(Excerpts of bounding box data)
===============

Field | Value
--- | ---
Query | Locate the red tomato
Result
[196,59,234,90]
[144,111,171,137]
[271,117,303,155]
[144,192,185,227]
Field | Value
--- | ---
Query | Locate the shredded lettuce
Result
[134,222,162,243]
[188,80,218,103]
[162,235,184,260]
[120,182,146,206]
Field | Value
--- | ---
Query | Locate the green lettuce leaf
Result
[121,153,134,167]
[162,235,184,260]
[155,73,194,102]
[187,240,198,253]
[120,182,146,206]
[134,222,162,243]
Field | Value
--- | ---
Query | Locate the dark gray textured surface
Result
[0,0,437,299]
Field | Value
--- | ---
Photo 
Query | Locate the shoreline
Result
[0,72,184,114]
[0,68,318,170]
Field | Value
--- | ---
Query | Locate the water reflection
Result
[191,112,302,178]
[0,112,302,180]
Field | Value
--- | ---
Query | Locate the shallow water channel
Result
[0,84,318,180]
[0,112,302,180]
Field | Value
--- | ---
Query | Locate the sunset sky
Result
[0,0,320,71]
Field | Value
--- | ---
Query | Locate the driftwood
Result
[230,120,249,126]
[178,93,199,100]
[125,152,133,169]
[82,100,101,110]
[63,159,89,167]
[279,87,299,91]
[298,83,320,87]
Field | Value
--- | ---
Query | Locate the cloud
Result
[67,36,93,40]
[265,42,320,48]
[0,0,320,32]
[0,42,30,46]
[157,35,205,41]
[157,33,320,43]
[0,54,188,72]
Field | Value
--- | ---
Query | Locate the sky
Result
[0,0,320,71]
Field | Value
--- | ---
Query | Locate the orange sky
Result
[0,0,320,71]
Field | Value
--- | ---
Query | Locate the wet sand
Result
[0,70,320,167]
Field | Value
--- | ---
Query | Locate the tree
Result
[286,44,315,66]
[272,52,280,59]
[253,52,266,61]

===============

Write out the data from the beginning up to and including the line with "[0,70,320,167]", swapping "Locate" for "Find" and keeping everything else the same. Give only those lines.

■ THE ANSWER
Field | Value
--- | ---
Query | Find the red tomato
Result
[196,59,234,90]
[144,111,171,137]
[271,117,303,155]
[144,192,185,227]
Field | Value
--- | ---
Query | Find the shredded lettuce
Result
[134,222,162,243]
[188,80,218,103]
[162,235,184,260]
[120,182,146,206]
Field | Value
--- | ---
Query | Find the green lettuce leaf
Result
[121,153,134,167]
[162,235,184,260]
[155,73,194,102]
[187,240,198,253]
[120,182,146,206]
[134,222,162,243]
Field | Value
--- | ---
Query | Find the dark gray textured surface
Result
[0,0,437,299]
Field | Value
--- | ---
Photo 
Query | Find the shoreline
Result
[0,72,184,114]
[0,68,318,170]
Field | Value
--- | ---
Query | Find the water reflection
Result
[191,112,302,178]
[0,112,302,180]
Field | Value
--- | ---
Query | Find the shallow water channel
Result
[0,84,318,180]
[0,112,302,180]
Field | Value
--- | ---
Query | Find the sunset sky
Result
[0,0,320,71]
Field | Value
--- | ---
Query | Find the driftwood
Result
[230,120,249,126]
[178,93,199,100]
[125,152,133,169]
[82,100,101,110]
[63,159,89,167]
[279,87,299,91]
[298,83,320,87]
Field | Value
--- | ---
Query | Find the cloud
Result
[67,36,93,40]
[265,42,320,48]
[0,0,320,32]
[0,42,30,46]
[157,35,205,41]
[157,33,320,43]
[0,54,188,72]
Field | Value
--- | ---
Query | Find the sky
Result
[0,0,320,71]
Field | Value
--- | ---
Query | Find the orange sky
Result
[0,0,320,71]
Field | Value
--- | ---
Query | Find the wet sand
Result
[0,70,320,167]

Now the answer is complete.